◆ WORK TO BE COMPLETED
Print the rows below verbatim, but only the part that begins with the line containing "field and provide bounding boxes." and ends with the line containing "[268,28,304,69]", including both of those lines.
#### ROWS ####
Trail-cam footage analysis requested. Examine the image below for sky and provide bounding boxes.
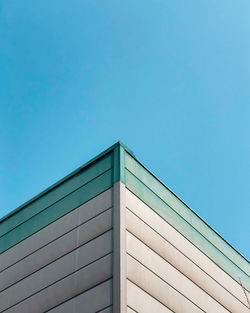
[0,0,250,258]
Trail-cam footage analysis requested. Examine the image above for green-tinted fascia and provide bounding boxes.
####
#### ROWS ####
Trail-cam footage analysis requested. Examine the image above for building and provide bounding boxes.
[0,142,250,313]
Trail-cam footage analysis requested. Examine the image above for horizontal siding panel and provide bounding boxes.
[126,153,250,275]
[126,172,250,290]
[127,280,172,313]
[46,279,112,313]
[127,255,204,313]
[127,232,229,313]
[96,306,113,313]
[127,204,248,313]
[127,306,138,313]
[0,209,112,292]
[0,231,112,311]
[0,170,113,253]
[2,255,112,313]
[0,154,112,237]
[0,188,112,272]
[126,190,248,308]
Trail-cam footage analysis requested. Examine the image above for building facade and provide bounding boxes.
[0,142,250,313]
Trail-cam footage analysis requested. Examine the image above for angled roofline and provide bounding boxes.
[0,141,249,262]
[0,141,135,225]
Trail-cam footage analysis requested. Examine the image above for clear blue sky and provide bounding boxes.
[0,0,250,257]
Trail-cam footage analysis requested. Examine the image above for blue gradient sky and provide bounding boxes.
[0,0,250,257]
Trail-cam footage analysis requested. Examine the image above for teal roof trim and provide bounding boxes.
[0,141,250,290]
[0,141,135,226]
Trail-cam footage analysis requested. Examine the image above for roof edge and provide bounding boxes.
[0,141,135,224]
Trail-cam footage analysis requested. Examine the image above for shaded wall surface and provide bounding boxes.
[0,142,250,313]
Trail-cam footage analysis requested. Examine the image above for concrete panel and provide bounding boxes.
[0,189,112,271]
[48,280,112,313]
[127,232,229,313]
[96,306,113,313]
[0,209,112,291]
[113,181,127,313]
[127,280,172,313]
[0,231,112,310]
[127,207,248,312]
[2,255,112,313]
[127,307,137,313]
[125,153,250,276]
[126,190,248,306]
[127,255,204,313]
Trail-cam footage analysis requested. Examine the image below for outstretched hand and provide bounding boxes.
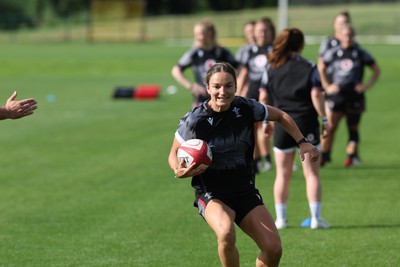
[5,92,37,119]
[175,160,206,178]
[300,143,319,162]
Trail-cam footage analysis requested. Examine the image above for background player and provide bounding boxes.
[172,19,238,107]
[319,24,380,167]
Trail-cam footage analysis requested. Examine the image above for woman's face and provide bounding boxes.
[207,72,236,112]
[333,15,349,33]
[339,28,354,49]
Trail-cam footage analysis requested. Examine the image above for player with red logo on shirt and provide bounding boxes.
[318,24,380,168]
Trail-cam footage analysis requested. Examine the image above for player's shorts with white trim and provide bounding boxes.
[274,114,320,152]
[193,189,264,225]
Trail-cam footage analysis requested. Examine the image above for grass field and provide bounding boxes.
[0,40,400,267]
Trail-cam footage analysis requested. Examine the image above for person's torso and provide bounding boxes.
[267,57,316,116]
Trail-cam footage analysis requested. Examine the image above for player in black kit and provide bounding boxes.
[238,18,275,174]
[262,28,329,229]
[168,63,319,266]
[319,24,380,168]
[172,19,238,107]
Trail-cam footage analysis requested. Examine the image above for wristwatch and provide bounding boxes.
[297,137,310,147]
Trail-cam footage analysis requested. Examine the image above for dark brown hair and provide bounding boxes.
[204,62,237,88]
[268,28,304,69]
####
◆ EXPECTED OUTPUT
Trail-cam footage analysis requested. Examine the image above for grass field and provide bounding boxes.
[0,40,400,267]
Trail-cam footage analysis requested. Examine the image above for person's torso and provide bounding boxes.
[267,57,316,116]
Trail-cam footage analysis requested. Examine the image above for player in black kit and provide bounding boxes.
[238,18,275,174]
[262,28,329,229]
[168,63,319,266]
[319,24,380,168]
[172,19,238,107]
Trail-cam footage analysis requested. Examine the image above for wristwatch and provide bounding boxes.
[297,137,310,147]
Trail-cam footage analysis requested. Examine the image above for dark brown hair and provide bounding boxes.
[204,62,237,88]
[268,28,304,69]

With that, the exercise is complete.